WHAT TO PRODUCE:
Reproduce word for word the lines beginning with the one that contains "Would you mind marking the window" and continuing through the last line below, including both.

PROVIDED MATERIAL:
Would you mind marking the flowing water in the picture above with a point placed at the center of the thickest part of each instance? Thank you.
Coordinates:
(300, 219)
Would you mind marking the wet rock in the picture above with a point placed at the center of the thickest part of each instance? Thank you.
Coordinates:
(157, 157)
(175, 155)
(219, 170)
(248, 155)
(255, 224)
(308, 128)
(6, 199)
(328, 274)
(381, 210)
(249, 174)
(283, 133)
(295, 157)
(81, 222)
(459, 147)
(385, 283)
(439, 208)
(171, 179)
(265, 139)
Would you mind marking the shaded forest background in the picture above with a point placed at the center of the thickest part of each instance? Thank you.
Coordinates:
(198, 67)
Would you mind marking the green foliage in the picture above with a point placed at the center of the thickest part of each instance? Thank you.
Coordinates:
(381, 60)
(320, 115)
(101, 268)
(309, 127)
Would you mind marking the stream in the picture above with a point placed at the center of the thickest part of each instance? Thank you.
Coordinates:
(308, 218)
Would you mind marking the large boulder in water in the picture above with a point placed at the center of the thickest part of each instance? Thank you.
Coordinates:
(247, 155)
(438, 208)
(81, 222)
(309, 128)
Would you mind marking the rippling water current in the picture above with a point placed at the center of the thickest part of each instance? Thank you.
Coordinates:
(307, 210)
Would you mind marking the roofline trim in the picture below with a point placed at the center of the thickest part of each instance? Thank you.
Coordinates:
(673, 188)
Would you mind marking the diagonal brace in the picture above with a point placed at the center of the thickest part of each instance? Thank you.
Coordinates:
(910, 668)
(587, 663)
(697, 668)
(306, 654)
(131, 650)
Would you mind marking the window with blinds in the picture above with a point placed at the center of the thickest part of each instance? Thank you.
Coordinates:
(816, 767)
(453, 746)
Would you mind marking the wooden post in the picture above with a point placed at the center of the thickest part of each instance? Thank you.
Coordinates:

RESPONSE:
Would you mind marking the window with blinds in the picture above with a point placed at the center of the thickest part of each instance? Thank you.
Coordinates:
(816, 767)
(453, 746)
Would you mind marking the wooden post in the picture above with a point placed at the center of the thickest part of each instance? Thank you.
Coordinates:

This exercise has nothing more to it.